Segment Start: Exercise passage

The COVID-19 pandemic was a wake-up call to the international health community and world governments. Recognizing what it called “… the catastrophic failure of the international community in showing solidarity and equity…” during the pandemic, in Dec 2021 the WHO World Health Assembly established an International Negotiating Board (INB) to reach a global cooperative agreement on future pandemic preparedness by 2024. The mandate for this so-called Pandemic Treaty is necessarily wide-ranging and ambitious, covering intersecting issues such as antibiotic resistance, universal health coverage, intellectual property laws on medicines, cooperation on disease surveillance, and not least importantly, the human-environment interactions that contribute to pandemic risk. The Pandemic Treaty therefore represents an important opportunity to take an integrated whole-environment approach to strengthening global health.
The INB has published its initial draft of the pandemic accord for consultation ahead of further negotiations in February to April 2023. While much of the draft focusses on matters like improved infectious disease monitoring, information sharing, strengthening healthcare systems, and equitable access to medical pandemic countermeasures (all of which are important), it is also highly encouraging that there is a section dedicated to One Health. The draft wording recommends that national pandemic preparedness plans include addressing the drivers of zoonotic disease emergence, including climate change, land use change, wildlife trade, and antimicrobial resistance in domesticated animals. The INB also aspire to work with other UN bodies, that lead on the food system, animal health, and the natural environment, to develop a systems-level approach to pandemic preparedness. The holistic scope of the Pandemic Treaty at this stage is laudable, but there is much room for improvement in the detail.
Most of the specific One Health recommendations focus on disease monitoring. Future iterations of the agreemeAnt would benefit from a much stronger emphasis on the prevention of disease spillover and policies to understand, monitor, and address the drivers of spillover risk. It will be vitally important that the treaty takes One Health, at an operational level, to mean more than surveillance, if it is to meaningfully help prevent future pandemics.

Segment End: Exercise passage
Segment Start: Data

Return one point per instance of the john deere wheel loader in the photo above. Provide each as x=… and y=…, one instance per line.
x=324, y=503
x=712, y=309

Segment End: Data

Continue the passage about the WHO Pandemic Treaty and One Health, starting right after its final sentence.

The draft treaty calls for the international community to ensure equity in future pandemic prevention and response efforts. However, at present much of the language on commitments in the treaty is vague and could leave too many decisions down to voluntary agreement by individual nations. There is a similar danger that necessary steps like preserving biodiversity and intact natural ecosystems will be derogated to lower income countries. A mechanism for binding commitments is needed. There should also be provision for the governments of high income countries and for private organizations to account for the global ecological impacts of their consumption.
Realising the kind of universal and equitable approach to pandemic preparedness envisioned in the treaty will need financing commitments from higher income countries to lower income countries. The current treaty draft emphasises the importance of investing in research development and collaboration into pandemic response, but it should be equally important that scientific investment go into better understanding the biological and sociocultural mechanisms which contribute to zoonotic disease spillover risk from wildlife trade, encroachment into nature, domesticated animals, and antimicrobial resistance.
An effective international system to reduce the risk of future pandemics must include a strong delivery orientated component on tackling the upstream causes of novel infectious disease outbreaks. Prevention strategies could also produce better ecological and more economical and just outcomes–but achieving this requires that research and governance systems take a genuinely integrated approach that embraces the many relevant fields of knowledge and practice. Such a commitment is easy to make, but challenging in practice, and so this should be an explicit goal that is measured and evaluated through the treaty development and negotiation process.